**CHALLENGE:**
Extract every line below, verbatim.

(Named object pointing entries)
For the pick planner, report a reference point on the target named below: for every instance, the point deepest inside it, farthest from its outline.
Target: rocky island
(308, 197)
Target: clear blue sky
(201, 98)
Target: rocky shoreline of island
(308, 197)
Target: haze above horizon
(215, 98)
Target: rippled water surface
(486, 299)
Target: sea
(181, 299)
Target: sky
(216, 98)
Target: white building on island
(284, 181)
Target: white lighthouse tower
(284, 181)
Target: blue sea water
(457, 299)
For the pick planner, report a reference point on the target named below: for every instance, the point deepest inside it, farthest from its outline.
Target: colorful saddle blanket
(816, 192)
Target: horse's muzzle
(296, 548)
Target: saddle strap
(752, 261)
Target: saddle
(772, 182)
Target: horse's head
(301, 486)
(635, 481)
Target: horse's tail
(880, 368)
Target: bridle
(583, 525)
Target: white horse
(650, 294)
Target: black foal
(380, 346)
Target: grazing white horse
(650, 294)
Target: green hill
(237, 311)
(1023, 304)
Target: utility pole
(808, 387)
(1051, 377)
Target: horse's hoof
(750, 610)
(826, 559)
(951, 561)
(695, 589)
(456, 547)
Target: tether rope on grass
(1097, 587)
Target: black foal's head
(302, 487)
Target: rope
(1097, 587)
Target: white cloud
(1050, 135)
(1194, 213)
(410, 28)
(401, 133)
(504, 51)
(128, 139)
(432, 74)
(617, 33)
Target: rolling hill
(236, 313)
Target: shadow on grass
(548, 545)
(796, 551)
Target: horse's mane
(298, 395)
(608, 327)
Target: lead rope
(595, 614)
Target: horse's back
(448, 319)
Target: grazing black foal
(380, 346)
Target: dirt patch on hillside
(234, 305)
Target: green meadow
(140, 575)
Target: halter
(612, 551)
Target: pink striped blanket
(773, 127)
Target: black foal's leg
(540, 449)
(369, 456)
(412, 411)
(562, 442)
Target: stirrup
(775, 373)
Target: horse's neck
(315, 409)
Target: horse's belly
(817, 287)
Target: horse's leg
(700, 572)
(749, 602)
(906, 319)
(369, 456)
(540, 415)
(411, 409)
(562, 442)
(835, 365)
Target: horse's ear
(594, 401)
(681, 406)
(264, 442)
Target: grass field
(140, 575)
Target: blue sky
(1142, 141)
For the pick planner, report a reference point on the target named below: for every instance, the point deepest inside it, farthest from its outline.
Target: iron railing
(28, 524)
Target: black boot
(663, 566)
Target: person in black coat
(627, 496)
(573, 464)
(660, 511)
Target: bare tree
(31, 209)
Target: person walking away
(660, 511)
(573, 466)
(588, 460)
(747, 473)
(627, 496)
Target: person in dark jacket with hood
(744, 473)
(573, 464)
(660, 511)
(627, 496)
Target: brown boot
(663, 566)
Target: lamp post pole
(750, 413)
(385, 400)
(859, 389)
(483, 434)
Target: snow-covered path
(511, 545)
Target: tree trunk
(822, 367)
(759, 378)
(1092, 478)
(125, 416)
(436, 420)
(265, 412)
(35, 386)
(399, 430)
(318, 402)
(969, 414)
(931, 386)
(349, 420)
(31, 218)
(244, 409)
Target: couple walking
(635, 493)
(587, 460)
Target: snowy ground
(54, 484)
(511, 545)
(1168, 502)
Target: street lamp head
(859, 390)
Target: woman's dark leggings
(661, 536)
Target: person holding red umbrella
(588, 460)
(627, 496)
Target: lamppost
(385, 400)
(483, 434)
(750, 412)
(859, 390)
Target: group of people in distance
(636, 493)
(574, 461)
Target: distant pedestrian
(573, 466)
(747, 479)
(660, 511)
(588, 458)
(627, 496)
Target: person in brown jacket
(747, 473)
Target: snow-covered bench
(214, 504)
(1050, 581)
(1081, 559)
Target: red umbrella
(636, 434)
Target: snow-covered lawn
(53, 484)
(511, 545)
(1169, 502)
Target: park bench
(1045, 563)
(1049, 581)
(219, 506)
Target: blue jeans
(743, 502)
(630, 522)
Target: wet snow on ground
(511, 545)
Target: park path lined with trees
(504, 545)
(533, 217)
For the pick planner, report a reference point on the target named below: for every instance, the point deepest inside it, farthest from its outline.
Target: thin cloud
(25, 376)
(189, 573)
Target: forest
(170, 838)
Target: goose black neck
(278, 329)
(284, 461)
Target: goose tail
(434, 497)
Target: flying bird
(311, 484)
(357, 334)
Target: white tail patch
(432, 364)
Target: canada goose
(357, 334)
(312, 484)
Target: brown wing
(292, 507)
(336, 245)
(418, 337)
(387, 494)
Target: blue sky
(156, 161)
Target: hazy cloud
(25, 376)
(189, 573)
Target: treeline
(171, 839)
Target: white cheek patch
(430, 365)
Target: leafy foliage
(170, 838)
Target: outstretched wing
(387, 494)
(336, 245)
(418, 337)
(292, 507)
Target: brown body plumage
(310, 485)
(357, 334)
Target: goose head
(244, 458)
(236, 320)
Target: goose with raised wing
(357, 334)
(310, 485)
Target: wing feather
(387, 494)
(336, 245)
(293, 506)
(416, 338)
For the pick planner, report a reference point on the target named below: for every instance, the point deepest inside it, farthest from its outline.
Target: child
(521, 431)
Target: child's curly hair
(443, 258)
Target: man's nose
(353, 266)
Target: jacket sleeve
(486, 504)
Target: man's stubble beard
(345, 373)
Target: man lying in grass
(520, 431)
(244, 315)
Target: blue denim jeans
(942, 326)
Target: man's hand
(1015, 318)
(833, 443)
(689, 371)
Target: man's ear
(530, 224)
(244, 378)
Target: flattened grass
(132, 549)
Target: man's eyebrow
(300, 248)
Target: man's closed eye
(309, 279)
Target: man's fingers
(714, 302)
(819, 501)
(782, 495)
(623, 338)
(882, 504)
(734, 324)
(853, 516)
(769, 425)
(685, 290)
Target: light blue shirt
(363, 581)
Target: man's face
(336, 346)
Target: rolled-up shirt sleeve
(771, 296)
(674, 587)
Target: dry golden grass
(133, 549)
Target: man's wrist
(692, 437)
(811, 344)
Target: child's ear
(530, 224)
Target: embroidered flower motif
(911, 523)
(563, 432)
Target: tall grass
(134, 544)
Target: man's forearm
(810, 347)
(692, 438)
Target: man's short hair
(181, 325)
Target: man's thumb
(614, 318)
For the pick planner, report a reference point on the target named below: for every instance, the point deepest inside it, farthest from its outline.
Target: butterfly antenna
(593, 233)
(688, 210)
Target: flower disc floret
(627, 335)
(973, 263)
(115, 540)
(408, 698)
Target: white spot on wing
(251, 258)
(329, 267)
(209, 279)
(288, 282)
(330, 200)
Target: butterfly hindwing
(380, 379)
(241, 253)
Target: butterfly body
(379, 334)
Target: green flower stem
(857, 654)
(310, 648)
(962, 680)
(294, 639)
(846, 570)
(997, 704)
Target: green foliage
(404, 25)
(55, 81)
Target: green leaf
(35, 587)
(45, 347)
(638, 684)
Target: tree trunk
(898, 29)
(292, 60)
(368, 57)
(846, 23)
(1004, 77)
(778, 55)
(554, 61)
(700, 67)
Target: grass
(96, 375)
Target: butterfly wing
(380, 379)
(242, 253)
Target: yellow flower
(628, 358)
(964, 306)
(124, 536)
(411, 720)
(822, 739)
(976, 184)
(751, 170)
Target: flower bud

**OUTPUT OF THE TASK:**
For the pick planner, report a reference point on the target named below: for every instance, the point deepest inside it, farthest from its outline.
Target: rocky island
(308, 197)
Target: clear blue sky
(201, 98)
Target: rocky shoreline of island
(308, 197)
Target: haze above horizon
(215, 98)
Target: rippled water surface
(486, 299)
Target: sea
(181, 299)
Target: sky
(216, 98)
Target: white building on island
(284, 181)
Target: white lighthouse tower
(284, 181)
Target: blue sea water
(457, 299)
For the pick planner, report a reference point on the target named below: for every instance, the point deepest inside it, farthest from its outline.
Target: colorful saddle blanket
(816, 192)
Target: horse's muzzle
(296, 548)
Target: saddle strap
(752, 261)
Target: saddle
(772, 182)
Target: horse's head
(301, 486)
(635, 481)
Target: horse's tail
(880, 368)
Target: bridle
(583, 525)
Target: white horse
(650, 294)
Target: black foal
(380, 346)
Target: grazing white horse
(650, 294)
Target: green hill
(237, 311)
(1023, 304)
Target: utility pole
(808, 387)
(1051, 377)
Target: horse's hoof
(750, 610)
(826, 559)
(951, 561)
(695, 589)
(456, 547)
Target: tether rope on grass
(1097, 587)
Target: black foal's head
(302, 487)
Target: rope
(1097, 587)
Target: white cloud
(1050, 135)
(1194, 213)
(410, 28)
(401, 133)
(504, 51)
(128, 139)
(432, 74)
(617, 33)
Target: rolling hill
(236, 313)
Target: shadow on grass
(548, 545)
(796, 551)
Target: horse's mane
(298, 395)
(608, 327)
Target: lead rope
(595, 614)
Target: horse's back
(448, 319)
Target: grazing black foal
(380, 346)
Target: dirt patch on hillside
(234, 305)
Target: green meadow
(140, 575)
Target: halter
(612, 551)
Target: pink striped blanket
(773, 127)
Target: black foal's leg
(540, 449)
(369, 456)
(412, 411)
(562, 442)
Target: stirrup
(775, 373)
Target: horse's neck
(315, 409)
Target: horse's belly
(817, 287)
Target: horse's leg
(700, 572)
(749, 602)
(906, 319)
(369, 456)
(540, 415)
(411, 409)
(562, 442)
(835, 365)
Target: horse's ear
(594, 401)
(681, 406)
(264, 442)
Target: grass field
(140, 575)
Target: blue sky
(1142, 141)
For the pick planner, report a reference point on the target named below: for every instance, the point deepest inside it, farthest from its outline.
Target: iron railing
(28, 524)
Target: black boot
(663, 566)
Target: person in black coat
(627, 496)
(573, 464)
(660, 511)
Target: bare tree
(31, 209)
Target: person walking away
(660, 511)
(573, 466)
(588, 460)
(747, 473)
(627, 496)
Target: person in dark jacket with hood
(744, 473)
(573, 464)
(660, 511)
(627, 496)
Target: brown boot
(663, 566)
Target: lamp post pole
(750, 413)
(385, 400)
(859, 389)
(483, 434)
Target: snow-covered path
(511, 545)
Target: tree trunk
(822, 367)
(759, 378)
(1092, 478)
(125, 416)
(436, 420)
(265, 412)
(35, 386)
(399, 430)
(318, 402)
(969, 414)
(931, 386)
(349, 420)
(31, 218)
(244, 409)
Target: couple walking
(635, 493)
(587, 460)
Target: snowy ground
(54, 484)
(511, 545)
(1168, 502)
Target: street lamp head
(859, 390)
Target: woman's dark leggings
(661, 536)
Target: person holding red umbrella
(588, 460)
(627, 496)
Target: lamppost
(385, 400)
(483, 434)
(750, 412)
(859, 390)
Target: group of people in distance
(636, 493)
(574, 461)
Target: distant pedestrian
(573, 466)
(747, 479)
(660, 511)
(588, 458)
(627, 496)
Target: person in brown jacket
(747, 473)
Target: snow-covered bench
(214, 504)
(1050, 581)
(1081, 559)
Target: red umbrella
(636, 434)
Target: snow-covered lawn
(53, 484)
(511, 545)
(1169, 502)
Target: park bench
(1045, 563)
(1049, 581)
(219, 506)
Target: blue jeans
(743, 502)
(630, 522)
Target: wet snow on ground
(511, 545)
Target: park path lined with trees
(504, 545)
(533, 217)
For the pick planner, report a reference point on the target named below: for every instance, the point deepest inside it, farthest from its outline.
Target: thin cloud
(25, 376)
(189, 573)
Target: forest
(170, 838)
Target: goose black neck
(278, 329)
(284, 461)
Target: goose tail
(434, 497)
Target: flying bird
(311, 484)
(357, 334)
Target: white tail patch
(432, 364)
Target: canada goose
(357, 334)
(312, 484)
Target: brown wing
(292, 507)
(336, 245)
(418, 337)
(387, 494)
Target: blue sky
(156, 161)
Target: hazy cloud
(25, 376)
(189, 573)
Target: treeline
(171, 839)
Target: white cheek patch
(430, 365)
Target: leafy foliage
(170, 838)
Target: outstretched wing
(387, 494)
(336, 245)
(418, 337)
(292, 507)
Target: brown body plumage
(310, 485)
(357, 334)
Target: goose head
(244, 458)
(236, 320)
Target: goose with raised wing
(357, 334)
(310, 485)
Target: wing feather
(387, 494)
(336, 245)
(293, 506)
(416, 338)
For the pick planner, report a reference point on the target named below: for every instance, the point deepest inside it, farthest from its outline.
Target: child
(521, 431)
Target: child's curly hair
(443, 258)
Target: man's nose
(353, 266)
Target: jacket sleeve
(486, 504)
Target: man's stubble beard
(345, 373)
Target: man lying in grass
(520, 431)
(244, 315)
Target: blue denim jeans
(942, 326)
Target: man's hand
(1015, 318)
(833, 443)
(689, 371)
Target: man's ear
(530, 224)
(244, 378)
Target: flattened grass
(132, 549)
Target: man's eyebrow
(300, 248)
Target: man's closed eye
(309, 279)
Target: man's fingers
(714, 302)
(819, 501)
(782, 495)
(623, 338)
(882, 504)
(734, 324)
(853, 516)
(769, 425)
(685, 290)
Target: light blue shirt
(363, 581)
Target: man's face
(336, 346)
Target: rolled-up shirt sleeve
(771, 296)
(674, 587)
Target: dry golden grass
(133, 549)
Target: man's wrist
(692, 437)
(811, 344)
Target: child's ear
(530, 224)
Target: embroidered flower motif
(911, 523)
(563, 432)
Target: tall grass
(134, 544)
Target: man's forearm
(810, 347)
(692, 438)
Target: man's short hair
(181, 325)
Target: man's thumb
(614, 318)
For the pick planner, report a reference point on the target named below: for every instance, the point deepest inside it, farthest from its outline.
Target: butterfly antenna
(593, 233)
(688, 210)
Target: flower disc floret
(627, 335)
(973, 263)
(115, 540)
(408, 698)
Target: white spot on wing
(251, 258)
(329, 267)
(209, 279)
(288, 282)
(330, 200)
Target: butterfly hindwing
(380, 379)
(241, 253)
Target: butterfly body
(379, 334)
Target: green flower stem
(857, 654)
(310, 648)
(962, 680)
(294, 639)
(846, 570)
(997, 704)
Target: green foliage
(404, 25)
(55, 81)
Target: green leaf
(35, 587)
(45, 347)
(638, 684)
Target: tree trunk
(898, 29)
(292, 60)
(368, 57)
(846, 23)
(1004, 77)
(778, 55)
(554, 61)
(700, 67)
Target: grass
(96, 375)
Target: butterfly wing
(380, 379)
(242, 253)
Target: yellow flower
(628, 358)
(964, 306)
(124, 536)
(411, 720)
(822, 739)
(976, 184)
(751, 170)
Target: flower bud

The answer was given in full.